WHAT YOU HAVE TO DO: How many lines in the rows below contain the word "pine"? Give only the number.

RECORDS TO USE:
────────────────
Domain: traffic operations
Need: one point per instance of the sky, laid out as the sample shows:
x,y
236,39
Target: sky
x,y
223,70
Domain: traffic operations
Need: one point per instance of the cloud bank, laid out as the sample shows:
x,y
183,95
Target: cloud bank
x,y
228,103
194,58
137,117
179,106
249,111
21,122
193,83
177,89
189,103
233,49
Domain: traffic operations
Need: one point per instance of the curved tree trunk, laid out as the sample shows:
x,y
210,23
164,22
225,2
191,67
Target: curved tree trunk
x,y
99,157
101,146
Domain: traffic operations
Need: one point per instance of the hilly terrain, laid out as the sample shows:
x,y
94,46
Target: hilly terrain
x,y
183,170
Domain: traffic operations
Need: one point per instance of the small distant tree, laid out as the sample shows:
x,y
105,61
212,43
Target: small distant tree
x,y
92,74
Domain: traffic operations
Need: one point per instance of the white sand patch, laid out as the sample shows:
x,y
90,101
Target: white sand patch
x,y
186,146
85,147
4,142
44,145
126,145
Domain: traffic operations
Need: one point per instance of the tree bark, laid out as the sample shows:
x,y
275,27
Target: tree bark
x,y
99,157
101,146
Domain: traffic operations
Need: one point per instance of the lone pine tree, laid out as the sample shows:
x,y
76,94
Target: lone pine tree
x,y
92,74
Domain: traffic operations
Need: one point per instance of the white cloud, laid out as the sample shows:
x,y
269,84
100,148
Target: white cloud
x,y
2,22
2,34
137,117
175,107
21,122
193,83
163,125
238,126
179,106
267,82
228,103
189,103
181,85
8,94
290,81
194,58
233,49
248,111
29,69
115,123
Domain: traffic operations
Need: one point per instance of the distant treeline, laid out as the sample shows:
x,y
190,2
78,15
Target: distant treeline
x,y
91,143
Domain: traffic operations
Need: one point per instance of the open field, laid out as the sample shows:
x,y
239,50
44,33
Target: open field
────────────────
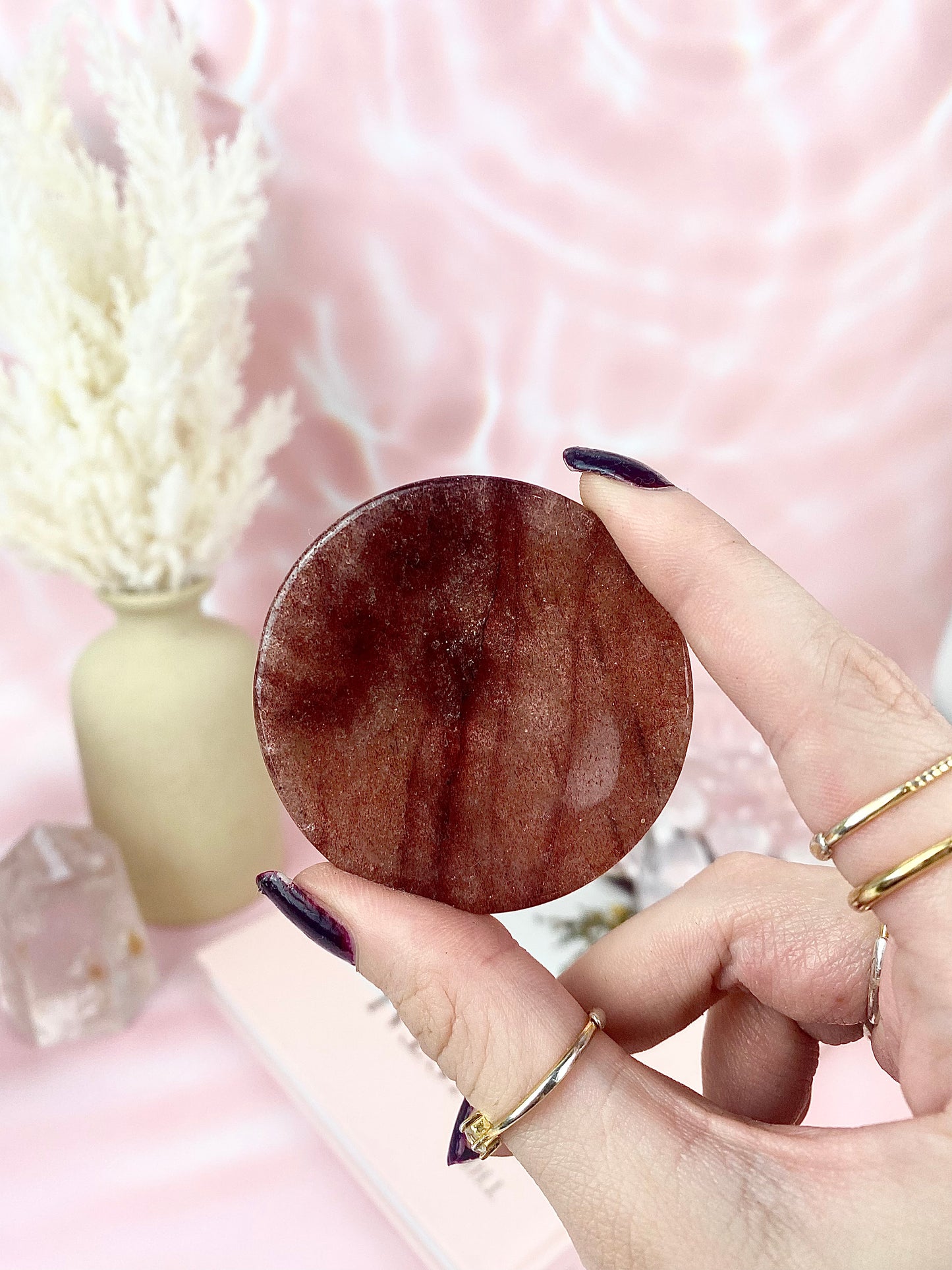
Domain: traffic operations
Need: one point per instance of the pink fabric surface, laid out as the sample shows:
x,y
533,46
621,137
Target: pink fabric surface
────────────────
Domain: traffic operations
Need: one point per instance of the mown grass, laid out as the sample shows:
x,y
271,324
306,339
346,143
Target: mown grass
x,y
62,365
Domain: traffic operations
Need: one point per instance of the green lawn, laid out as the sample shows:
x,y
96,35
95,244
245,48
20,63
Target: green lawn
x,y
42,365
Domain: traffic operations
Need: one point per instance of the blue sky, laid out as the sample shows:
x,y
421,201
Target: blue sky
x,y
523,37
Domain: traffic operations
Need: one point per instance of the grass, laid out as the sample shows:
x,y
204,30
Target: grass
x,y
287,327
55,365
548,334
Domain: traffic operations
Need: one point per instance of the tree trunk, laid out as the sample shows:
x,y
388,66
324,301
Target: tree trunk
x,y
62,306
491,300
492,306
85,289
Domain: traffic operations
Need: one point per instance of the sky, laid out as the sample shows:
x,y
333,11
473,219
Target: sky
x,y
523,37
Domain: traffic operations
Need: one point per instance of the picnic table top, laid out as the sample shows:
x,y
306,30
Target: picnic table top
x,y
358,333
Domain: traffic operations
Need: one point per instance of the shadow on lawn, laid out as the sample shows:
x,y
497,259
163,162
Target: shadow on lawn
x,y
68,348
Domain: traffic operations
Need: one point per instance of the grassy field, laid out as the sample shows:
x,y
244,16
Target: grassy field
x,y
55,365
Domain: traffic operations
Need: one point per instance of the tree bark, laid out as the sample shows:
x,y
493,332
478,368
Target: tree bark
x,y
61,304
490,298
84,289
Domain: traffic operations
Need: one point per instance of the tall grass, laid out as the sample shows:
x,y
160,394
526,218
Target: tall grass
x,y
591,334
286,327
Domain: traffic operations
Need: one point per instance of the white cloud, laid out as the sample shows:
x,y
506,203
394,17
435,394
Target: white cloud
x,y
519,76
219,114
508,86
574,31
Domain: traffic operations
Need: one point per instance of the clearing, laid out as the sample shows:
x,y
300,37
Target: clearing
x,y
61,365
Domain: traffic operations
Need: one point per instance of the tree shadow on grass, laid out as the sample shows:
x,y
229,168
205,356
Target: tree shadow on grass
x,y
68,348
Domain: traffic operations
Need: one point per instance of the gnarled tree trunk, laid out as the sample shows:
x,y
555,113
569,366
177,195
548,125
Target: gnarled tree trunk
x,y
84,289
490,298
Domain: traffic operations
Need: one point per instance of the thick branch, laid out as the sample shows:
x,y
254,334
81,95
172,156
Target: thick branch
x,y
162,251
────────────────
SOLVED PROBLEM: 2